### Instructions to follow
Rewrite the lines below with every occurrence of "camera-trap tally" renamed to "field survey". Leave everything else unchanged.

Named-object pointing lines
■ ■ ■ ■ ■
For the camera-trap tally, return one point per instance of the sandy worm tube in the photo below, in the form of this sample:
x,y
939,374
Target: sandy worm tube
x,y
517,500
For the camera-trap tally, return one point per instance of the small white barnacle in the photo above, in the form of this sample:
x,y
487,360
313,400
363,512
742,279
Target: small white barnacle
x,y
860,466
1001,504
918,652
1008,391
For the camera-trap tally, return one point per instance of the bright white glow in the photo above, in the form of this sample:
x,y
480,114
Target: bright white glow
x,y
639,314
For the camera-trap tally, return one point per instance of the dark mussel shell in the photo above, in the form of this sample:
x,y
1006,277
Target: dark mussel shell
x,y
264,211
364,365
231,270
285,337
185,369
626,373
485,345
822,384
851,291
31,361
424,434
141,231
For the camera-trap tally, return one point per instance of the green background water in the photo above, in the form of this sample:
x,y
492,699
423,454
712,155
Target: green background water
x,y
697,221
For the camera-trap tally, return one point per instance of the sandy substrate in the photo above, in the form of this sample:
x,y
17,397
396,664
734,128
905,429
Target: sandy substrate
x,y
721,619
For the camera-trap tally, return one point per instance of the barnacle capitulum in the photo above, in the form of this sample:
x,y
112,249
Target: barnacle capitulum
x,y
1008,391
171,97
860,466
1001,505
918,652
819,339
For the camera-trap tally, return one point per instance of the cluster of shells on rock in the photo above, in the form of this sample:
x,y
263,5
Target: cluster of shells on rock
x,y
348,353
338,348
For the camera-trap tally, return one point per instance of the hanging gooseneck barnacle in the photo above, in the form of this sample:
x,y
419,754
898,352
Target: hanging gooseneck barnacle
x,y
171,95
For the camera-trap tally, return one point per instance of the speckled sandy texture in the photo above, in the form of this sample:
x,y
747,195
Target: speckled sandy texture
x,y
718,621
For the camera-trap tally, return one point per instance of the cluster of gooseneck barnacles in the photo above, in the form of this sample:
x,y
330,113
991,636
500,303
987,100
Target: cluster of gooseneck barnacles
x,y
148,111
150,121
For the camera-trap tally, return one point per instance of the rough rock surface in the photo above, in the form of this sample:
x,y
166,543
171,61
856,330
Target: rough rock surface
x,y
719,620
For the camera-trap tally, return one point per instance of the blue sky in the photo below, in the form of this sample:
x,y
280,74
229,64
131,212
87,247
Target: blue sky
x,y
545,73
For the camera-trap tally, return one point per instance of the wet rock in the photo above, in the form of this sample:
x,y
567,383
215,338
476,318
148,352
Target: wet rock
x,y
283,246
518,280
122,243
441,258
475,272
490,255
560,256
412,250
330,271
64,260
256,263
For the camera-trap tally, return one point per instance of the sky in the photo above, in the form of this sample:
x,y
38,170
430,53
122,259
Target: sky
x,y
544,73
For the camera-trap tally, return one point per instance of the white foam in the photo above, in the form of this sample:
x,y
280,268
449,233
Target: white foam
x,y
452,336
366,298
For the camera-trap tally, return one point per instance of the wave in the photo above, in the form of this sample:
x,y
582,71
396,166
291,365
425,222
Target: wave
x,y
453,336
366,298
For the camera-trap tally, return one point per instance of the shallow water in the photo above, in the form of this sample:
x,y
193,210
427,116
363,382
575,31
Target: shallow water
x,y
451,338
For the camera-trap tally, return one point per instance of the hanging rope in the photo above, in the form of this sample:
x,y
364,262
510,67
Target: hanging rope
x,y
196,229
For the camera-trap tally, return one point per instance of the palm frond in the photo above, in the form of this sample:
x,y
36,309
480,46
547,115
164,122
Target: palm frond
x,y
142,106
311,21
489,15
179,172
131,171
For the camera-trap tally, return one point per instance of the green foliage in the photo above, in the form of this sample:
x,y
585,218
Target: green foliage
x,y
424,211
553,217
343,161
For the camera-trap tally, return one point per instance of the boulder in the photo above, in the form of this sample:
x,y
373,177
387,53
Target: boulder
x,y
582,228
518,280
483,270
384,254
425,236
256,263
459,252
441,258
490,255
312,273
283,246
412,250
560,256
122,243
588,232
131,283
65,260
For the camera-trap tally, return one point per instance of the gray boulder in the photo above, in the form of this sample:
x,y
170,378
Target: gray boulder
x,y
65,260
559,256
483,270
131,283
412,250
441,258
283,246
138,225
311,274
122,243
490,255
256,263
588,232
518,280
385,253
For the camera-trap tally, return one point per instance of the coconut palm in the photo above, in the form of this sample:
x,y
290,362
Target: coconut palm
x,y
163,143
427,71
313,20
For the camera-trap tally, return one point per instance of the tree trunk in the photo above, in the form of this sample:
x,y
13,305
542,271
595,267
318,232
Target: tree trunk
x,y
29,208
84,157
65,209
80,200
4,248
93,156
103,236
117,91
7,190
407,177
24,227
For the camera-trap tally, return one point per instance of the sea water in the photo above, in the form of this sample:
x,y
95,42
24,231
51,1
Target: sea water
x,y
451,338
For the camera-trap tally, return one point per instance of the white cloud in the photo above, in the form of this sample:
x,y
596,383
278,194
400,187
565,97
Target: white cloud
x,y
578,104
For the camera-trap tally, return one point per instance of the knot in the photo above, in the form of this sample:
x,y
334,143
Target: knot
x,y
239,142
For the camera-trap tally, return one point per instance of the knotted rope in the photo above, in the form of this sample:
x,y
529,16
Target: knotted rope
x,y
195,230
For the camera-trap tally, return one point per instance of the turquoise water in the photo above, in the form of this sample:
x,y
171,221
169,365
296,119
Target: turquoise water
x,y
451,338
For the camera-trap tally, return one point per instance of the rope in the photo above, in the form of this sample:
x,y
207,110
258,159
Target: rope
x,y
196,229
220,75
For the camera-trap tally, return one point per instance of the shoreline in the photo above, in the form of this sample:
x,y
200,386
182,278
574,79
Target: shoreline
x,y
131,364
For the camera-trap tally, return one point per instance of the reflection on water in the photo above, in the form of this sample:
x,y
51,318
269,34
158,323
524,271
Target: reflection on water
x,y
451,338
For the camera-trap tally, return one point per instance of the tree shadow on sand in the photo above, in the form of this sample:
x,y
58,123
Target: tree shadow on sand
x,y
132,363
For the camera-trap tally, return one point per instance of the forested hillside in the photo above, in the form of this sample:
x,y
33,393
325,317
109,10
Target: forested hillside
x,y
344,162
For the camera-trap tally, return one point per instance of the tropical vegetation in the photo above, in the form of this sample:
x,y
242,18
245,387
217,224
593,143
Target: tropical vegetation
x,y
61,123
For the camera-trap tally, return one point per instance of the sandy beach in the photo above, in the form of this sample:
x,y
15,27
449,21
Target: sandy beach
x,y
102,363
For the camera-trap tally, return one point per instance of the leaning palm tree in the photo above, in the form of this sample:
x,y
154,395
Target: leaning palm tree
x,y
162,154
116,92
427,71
■ ■ ■ ■ ■
### Task answer
For the field survey, return one point per instance of the sandy worm tube in the photo below, in the form of this sample:
x,y
939,374
Target: sandy worm tube
x,y
517,500
For the field survey, return one point per instance of the small white barnacle in the photo above, in the form of this sample:
x,y
487,360
313,400
363,512
742,279
Target: small white barnacle
x,y
860,466
1001,504
918,652
1008,391
For the field survey, return one point per instance of the bright white glow in the photo above, in the form of this sample:
x,y
480,114
Target: bright white glow
x,y
639,314
For the field survey, return one point per instance of the dark mussel shell in the photo above, in the form of this sample:
x,y
1006,277
Target: dark mussel shell
x,y
264,211
364,365
231,270
285,337
185,369
626,373
485,345
822,384
851,291
31,361
424,434
141,231
For the field survey, return one point per instance of the green background water in the photo above, in the form of this sample:
x,y
492,699
423,454
712,155
Target: green background water
x,y
697,221
For the field survey, return one point per instance of the sandy substrate in the photo above, in the form of this sample:
x,y
17,397
396,664
734,128
905,429
Target: sandy substrate
x,y
721,619
For the field survey, return one point per instance of the barnacle capitulum in the photo above, in the form of this sample:
x,y
112,249
Target: barnacle capitulum
x,y
1008,391
171,97
860,466
1001,505
918,652
819,339
For the field survey, return one point per instance of the cluster of shells on rock in the photo above, in the form of this sample:
x,y
263,5
Target: cluster of shells on rock
x,y
348,353
338,348
For the field survey, return one point per instance of the hanging gooseneck barnacle in the photo above, in the form of this sample:
x,y
419,754
898,352
Target: hanging gooseneck barnacle
x,y
171,95
For the field survey, return one point per instance of the speckled sandy texture in the photo above, in the form of this sample:
x,y
747,195
Target: speckled sandy texture
x,y
718,621
For the field survey, return one point per instance of the cluster of gooseneck barnacles in the photo above, in the form of this sample:
x,y
330,113
991,636
500,303
987,100
Target: cluster of gooseneck barnacles
x,y
148,111
150,121
For the field survey, return one point per instance of the rough rock surface in the photo above, in the form of this sample:
x,y
166,543
171,61
856,330
Target: rough rock surface
x,y
719,620
For the field survey, return one point per instance of the blue sky in the photo below, in the form of this sample:
x,y
280,74
229,64
131,212
87,247
Target: blue sky
x,y
545,73
For the field survey, return one point per instance of the wet rock in the photo above, in the form of this sample:
x,y
567,383
215,338
476,318
148,352
Target: wet rock
x,y
283,246
518,280
122,243
441,258
475,272
490,255
560,256
412,250
330,271
64,260
256,263
For the field survey, return one point per instance of the sky in the photo above, in the form of this sample:
x,y
38,170
430,53
122,259
Target: sky
x,y
544,73
For the field survey, return one point per instance of the white foam in the photo above, in the form of this sample:
x,y
280,268
449,233
Target: white foam
x,y
452,336
366,298
For the field survey, return one point per instance of the wave in the photo above, in the form of this sample:
x,y
582,71
396,166
291,365
425,222
Target: wave
x,y
453,336
366,298
For the field survey, return one point per instance of the shallow water in the photo above, in the form of this sample:
x,y
193,210
427,116
363,382
575,31
Target: shallow water
x,y
451,338
For the field survey, return one point per instance of the hanging rope in the photo above, in the form of this sample:
x,y
364,262
510,67
Target: hanging rope
x,y
196,229
For the field survey, return one point per instance of the palm frond in the photo above, in the form of this sample:
x,y
36,309
480,46
547,115
164,122
Target: palm frond
x,y
142,106
311,21
489,15
179,172
131,171
For the field survey, return one point per instance of the green foliage in the photo above, in the form of this sample:
x,y
585,218
Target: green foliage
x,y
424,211
553,217
343,161
For the field survey, return one point per instance of the boulder in the photo above, in the form of this sample:
x,y
373,177
387,53
Target: boulder
x,y
582,228
518,280
483,270
384,254
425,236
256,263
459,252
441,258
490,255
312,273
283,246
412,250
560,256
122,243
588,232
131,283
65,260
For the field survey, return one point per instance of the gray boulder in the photo above, in the form of this sample:
x,y
170,378
Target: gray boulder
x,y
65,260
559,256
483,270
131,283
412,250
441,258
283,246
138,225
311,274
122,243
490,255
256,263
588,232
518,280
385,253
For the field survey, return one point per instance of the coconut palm in the photo above, in the form of this sample:
x,y
290,362
Target: coconut palm
x,y
163,143
427,71
313,20
For the field survey, return one point per instance of the tree trunk in the photo above, in the form of this sample:
x,y
13,305
542,271
595,267
318,232
Target: tree trunk
x,y
29,208
84,157
65,209
80,200
4,248
93,156
103,236
117,91
7,190
407,177
24,227
For the field survey, return one point per instance of the sea water in the photo above, in the form of this sample:
x,y
95,42
24,231
51,1
Target: sea water
x,y
451,338
For the field survey, return one point per instance of the white cloud in the photo above, in the form of this sample:
x,y
596,383
278,194
400,187
565,97
Target: white cloud
x,y
578,104
For the field survey, return one point per instance of the knot in the photo above, in the form of this sample:
x,y
334,143
Target: knot
x,y
239,142
For the field survey, return one point per instance of the knotted rope in the photo above, in the form of this sample:
x,y
529,16
Target: knotted rope
x,y
195,230
For the field survey, return one point per instance of the turquoise water in the photo above, in the form of this sample:
x,y
171,221
169,365
296,119
Target: turquoise water
x,y
451,338
For the field survey, return one point per instance of the rope in the photo above, in the form of this sample:
x,y
207,110
258,159
Target: rope
x,y
196,229
220,75
For the field survey, return one point per instance of the shoreline in the photo above, in the form of this sample:
x,y
200,386
182,278
574,79
Target: shoreline
x,y
131,364
For the field survey, return one point per instance of the reflection on water in the photo above, in the form of this sample:
x,y
51,318
269,34
158,323
524,271
Target: reflection on water
x,y
451,338
For the field survey, return one point per instance of the tree shadow on sand in the photo above, in the form of this sample:
x,y
58,123
Target: tree shadow on sand
x,y
132,363
For the field survey, return one point per instance of the forested hillside in the photo above, in the form of this sample:
x,y
33,393
325,317
109,10
Target: forested hillside
x,y
344,162
For the field survey, return one point per instance of the tropical vegetation in the photo above, in the form of this sample:
x,y
242,18
245,387
217,224
593,143
Target: tropical vegetation
x,y
61,123
For the field survey, return one point per instance of the sandy beach in the photo above, in the form of this sample:
x,y
15,27
449,21
Target: sandy beach
x,y
102,363
For the field survey, return one point per instance of the leaning palm tree in the photo above, in the form of this sample:
x,y
154,395
Target: leaning palm tree
x,y
162,154
116,92
427,71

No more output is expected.